What follows is a listing; give it again exactly, in its entirety.
======
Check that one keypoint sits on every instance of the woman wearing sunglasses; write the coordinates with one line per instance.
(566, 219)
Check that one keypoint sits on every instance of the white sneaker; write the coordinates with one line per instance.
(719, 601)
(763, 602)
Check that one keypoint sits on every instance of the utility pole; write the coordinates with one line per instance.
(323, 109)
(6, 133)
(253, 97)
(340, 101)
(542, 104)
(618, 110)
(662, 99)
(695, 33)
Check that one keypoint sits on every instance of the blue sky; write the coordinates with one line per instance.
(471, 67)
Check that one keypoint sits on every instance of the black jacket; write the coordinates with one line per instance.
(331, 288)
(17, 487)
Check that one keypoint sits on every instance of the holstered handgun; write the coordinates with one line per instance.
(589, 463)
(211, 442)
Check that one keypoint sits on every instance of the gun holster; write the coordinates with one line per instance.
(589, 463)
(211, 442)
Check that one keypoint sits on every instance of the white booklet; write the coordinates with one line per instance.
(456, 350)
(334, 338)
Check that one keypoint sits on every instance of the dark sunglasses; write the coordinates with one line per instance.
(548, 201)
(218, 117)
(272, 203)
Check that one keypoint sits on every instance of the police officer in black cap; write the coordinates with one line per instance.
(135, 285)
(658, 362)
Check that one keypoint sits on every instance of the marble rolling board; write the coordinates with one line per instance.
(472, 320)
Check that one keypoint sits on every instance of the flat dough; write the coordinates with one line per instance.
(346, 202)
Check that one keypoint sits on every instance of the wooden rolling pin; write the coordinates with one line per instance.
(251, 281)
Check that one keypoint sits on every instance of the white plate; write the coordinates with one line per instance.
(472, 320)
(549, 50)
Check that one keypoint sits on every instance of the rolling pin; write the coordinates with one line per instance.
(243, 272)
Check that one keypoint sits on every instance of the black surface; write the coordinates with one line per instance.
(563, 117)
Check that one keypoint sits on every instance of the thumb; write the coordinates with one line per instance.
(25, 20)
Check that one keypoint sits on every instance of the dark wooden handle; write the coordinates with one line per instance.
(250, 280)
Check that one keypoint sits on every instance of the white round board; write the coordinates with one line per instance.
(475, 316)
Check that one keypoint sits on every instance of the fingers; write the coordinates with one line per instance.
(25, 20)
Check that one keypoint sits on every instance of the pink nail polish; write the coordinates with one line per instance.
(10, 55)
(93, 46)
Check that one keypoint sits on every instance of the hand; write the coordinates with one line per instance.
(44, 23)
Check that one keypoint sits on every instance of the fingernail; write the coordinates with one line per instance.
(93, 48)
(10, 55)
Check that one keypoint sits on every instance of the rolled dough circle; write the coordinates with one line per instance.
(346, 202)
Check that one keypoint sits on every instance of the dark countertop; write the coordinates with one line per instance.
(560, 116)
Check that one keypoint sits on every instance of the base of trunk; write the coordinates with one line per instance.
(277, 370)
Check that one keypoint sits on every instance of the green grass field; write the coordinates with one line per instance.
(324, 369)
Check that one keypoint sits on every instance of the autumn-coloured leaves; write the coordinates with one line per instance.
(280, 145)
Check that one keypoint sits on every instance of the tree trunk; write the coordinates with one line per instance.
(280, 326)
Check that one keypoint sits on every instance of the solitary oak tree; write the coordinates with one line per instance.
======
## SOLUTION TO THIS TASK:
Check that one keypoint sits on every instance of the woman wearing sunglasses; write the coordinates with one line per instance.
(566, 219)
Check that one keypoint sits on every instance of the white sneaker; write the coordinates with one line per instance.
(719, 601)
(763, 602)
Check that one keypoint sits on every instance of the utility pole; write the coordinates with one line per instance.
(323, 109)
(6, 133)
(253, 97)
(340, 101)
(542, 104)
(618, 110)
(662, 99)
(695, 33)
Check that one keypoint sits on every instance of the blue sky; write the coordinates with one line per instance.
(471, 67)
Check that one keypoint sits on every instance of the black jacket; write the coordinates with one line per instance.
(331, 288)
(17, 487)
Check that one keypoint sits on every instance of the holstered handgun; write the coordinates with one line per instance.
(589, 463)
(211, 442)
Check that one keypoint sits on every instance of the gun holster; write the coordinates with one line per instance.
(589, 463)
(211, 442)
Check that one keypoint sits on every instance of the white booklet; write the coordinates with one line per instance.
(456, 350)
(334, 338)
Check that one keypoint sits on every instance of the dark sunglasses; write the coordinates with one line per instance.
(548, 201)
(218, 117)
(272, 203)
Check that one keypoint sits on every instance of the police officer in black cap; write the coordinates with one line per instance.
(135, 285)
(658, 362)
Check that one keypoint sits on every instance of the marble rolling board; write the coordinates with one line per instance.
(472, 320)
Check that one keypoint sits on every instance of the flat dough; write the coordinates with one line per instance.
(346, 202)
Check that one keypoint sits on every instance of the wooden rolling pin; write the coordinates with one line per instance.
(251, 281)
Check that one keypoint sits on every instance of the white plate; write the coordinates with one line per instance.
(472, 320)
(549, 50)
Check that one keypoint sits on every instance of the rolling pin; write the coordinates with one line per instance.
(243, 272)
Check that one keypoint sits on every instance of the black surface; write the coordinates with one line per instance.
(563, 117)
Check that one keypoint sits on every instance of the thumb; write the coordinates with one line per instance.
(25, 20)
Check that one keypoint sits on every instance of the dark wooden handle; write the coordinates with one line per instance.
(250, 280)
Check that one keypoint sits on every instance of the white round board; write the coordinates with one line per instance.
(475, 316)
Check that one keypoint sits on every instance of the fingers; write the coordinates with one line per instance.
(25, 20)
Check that one keypoint sits on every instance of the pink nail polish; write the coordinates with one line per instance.
(10, 55)
(93, 46)
Check that one keypoint sits on every instance of the hand; write the coordinates with one line per instance.
(44, 23)
Check that one keypoint sits on every instance of the fingernail; write the coordinates with one line per instance.
(93, 48)
(10, 55)
Check that one keypoint sits on every instance of the rolled dough circle; write the coordinates with one line per instance.
(346, 202)
Check that one keypoint sits on every instance of the dark countertop; write the coordinates with one line per instance.
(560, 116)
Check that one keypoint sits on every instance of the base of trunk; write the coordinates with one line per instance.
(277, 370)
Check that one keypoint sits on every instance of the green grass field; write the coordinates with one line per instance.
(324, 369)
Check that one keypoint sits on every instance of the autumn-coloured leaves; write the coordinates with one line per instance.
(280, 145)
Check that one keypoint sits on every instance of the tree trunk; write the coordinates with one line per instance.
(280, 326)
Check that one keypoint sits on every instance of the solitary oak tree; write the coordinates with one line per instance.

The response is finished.